>>>
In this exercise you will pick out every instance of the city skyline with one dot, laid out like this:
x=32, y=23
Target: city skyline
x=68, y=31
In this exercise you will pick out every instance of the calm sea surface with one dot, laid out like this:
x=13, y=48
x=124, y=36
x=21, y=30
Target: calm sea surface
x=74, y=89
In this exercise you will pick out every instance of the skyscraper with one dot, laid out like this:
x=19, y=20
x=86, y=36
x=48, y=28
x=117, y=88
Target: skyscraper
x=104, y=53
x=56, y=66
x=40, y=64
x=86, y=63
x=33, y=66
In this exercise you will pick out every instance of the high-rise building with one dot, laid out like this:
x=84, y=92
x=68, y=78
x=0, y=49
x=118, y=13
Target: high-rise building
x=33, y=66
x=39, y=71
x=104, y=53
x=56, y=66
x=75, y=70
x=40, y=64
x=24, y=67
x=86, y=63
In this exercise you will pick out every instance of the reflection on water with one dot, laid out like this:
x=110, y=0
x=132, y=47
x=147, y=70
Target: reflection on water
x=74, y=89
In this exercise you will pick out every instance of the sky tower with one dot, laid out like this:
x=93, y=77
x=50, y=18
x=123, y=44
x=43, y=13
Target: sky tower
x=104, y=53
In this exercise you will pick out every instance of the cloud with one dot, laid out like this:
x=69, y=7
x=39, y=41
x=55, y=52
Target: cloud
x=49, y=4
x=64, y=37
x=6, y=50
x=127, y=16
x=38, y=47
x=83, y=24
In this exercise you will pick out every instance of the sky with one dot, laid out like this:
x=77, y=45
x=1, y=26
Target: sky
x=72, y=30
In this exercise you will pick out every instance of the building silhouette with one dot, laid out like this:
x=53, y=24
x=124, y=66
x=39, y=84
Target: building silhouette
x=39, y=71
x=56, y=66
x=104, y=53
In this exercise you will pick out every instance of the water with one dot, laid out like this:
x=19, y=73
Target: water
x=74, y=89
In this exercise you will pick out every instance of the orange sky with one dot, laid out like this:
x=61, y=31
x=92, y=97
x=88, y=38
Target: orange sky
<<<
**Given request:** Please copy out, word for word, the entries starting with the line that contains "of the cloud" and going on through the last line of the entries.

**Response to this exercise:**
In this exercise you will pick out every instance of the cloud with one dot, laid out like this:
x=69, y=7
x=39, y=41
x=55, y=52
Target: cloud
x=49, y=4
x=64, y=37
x=6, y=50
x=127, y=16
x=38, y=47
x=83, y=24
In this exercise you will pick out every instance of the sky with one dot, laid out like this:
x=77, y=45
x=1, y=26
Target: sky
x=72, y=30
In this exercise you will pick out every instance of the building silhouette with one dot, laid out like this:
x=53, y=24
x=124, y=66
x=39, y=84
Target: building silhouette
x=39, y=71
x=56, y=66
x=104, y=53
In this exercise you will pick out every instance of the water with one dot, laid out like this:
x=19, y=73
Target: water
x=74, y=89
In this exercise you will pick out every instance of the orange sky with one dot, laid out like this:
x=61, y=31
x=92, y=97
x=88, y=38
Target: orange sky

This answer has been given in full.